Objective: Beginning at the line that contains "Each instance receives one keypoint. Mark the blue wig", reproduce every line to the end of the material without changing any of them.

Rows:
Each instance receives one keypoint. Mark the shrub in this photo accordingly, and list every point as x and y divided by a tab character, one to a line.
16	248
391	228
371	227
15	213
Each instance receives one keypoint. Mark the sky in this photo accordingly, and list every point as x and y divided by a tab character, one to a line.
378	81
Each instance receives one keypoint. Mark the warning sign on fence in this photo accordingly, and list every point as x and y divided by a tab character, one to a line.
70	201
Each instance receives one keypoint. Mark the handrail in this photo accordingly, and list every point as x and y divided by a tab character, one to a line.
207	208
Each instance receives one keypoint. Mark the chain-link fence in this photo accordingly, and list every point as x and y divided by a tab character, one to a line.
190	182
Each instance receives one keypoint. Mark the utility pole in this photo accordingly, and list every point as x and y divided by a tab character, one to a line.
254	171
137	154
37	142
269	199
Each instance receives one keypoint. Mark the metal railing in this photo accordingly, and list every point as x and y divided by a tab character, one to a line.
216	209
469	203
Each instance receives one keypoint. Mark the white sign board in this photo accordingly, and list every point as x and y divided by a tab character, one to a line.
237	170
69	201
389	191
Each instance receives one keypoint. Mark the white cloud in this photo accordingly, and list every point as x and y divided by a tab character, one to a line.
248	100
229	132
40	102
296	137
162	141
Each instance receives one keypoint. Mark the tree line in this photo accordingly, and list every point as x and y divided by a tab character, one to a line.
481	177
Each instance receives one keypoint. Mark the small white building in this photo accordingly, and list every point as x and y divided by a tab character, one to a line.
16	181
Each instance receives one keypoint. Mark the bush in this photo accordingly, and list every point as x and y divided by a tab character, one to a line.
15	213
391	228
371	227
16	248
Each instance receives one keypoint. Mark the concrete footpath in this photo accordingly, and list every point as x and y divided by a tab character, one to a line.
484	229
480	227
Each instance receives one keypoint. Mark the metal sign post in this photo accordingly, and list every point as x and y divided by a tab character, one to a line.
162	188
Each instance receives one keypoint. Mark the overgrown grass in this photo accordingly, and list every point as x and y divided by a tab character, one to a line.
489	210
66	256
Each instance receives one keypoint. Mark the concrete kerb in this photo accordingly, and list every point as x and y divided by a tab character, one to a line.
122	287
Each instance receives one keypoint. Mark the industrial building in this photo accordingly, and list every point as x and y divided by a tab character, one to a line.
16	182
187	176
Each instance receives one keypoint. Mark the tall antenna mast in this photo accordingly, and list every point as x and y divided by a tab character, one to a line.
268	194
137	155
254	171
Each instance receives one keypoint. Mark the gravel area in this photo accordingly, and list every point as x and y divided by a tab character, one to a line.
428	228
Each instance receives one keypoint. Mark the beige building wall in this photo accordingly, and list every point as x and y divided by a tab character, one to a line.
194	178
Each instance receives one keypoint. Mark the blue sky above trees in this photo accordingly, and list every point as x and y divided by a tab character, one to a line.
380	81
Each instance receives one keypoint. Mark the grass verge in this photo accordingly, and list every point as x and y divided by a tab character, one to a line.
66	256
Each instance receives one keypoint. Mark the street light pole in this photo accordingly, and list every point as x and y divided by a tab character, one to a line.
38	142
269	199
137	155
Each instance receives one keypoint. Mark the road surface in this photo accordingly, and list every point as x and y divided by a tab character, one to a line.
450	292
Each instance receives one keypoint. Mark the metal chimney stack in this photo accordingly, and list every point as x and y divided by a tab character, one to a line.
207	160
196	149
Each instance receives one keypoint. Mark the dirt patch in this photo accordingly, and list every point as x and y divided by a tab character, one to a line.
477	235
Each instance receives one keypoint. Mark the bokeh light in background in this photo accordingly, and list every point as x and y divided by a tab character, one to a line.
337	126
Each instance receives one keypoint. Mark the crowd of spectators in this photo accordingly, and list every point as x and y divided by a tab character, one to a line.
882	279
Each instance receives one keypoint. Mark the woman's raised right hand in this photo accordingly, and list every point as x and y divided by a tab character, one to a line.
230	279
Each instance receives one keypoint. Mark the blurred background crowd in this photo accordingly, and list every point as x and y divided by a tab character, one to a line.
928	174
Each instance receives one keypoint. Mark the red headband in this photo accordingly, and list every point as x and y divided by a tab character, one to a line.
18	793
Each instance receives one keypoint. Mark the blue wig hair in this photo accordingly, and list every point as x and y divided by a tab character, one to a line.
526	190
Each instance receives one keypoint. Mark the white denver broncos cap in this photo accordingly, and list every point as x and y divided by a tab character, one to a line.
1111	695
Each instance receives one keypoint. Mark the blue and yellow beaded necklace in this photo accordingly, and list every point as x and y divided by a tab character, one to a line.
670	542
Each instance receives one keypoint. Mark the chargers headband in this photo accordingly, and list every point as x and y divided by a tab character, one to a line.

Answer to the exercise:
Each instance receives one keypoint. Mark the blue wig hair in this photo accordingly, and list every point as x and y divided by a tab character, one to a line.
526	190
Each instance receives one keypoint. Mark the white denver broncos cap in this photo accordingly, and list every point as x and y divided by a tab character, one to a line.
1111	695
Each instance receives one keypoint. Mark the blue and yellow beaded necklace in this photo accordingly, and list every point as x and y divided by a tab character, one to a line.
670	542
Each instance receives one keypoint. Mark the chargers headband in this photo accordingly, and list every point as x and y divided by a tab character, one to a line.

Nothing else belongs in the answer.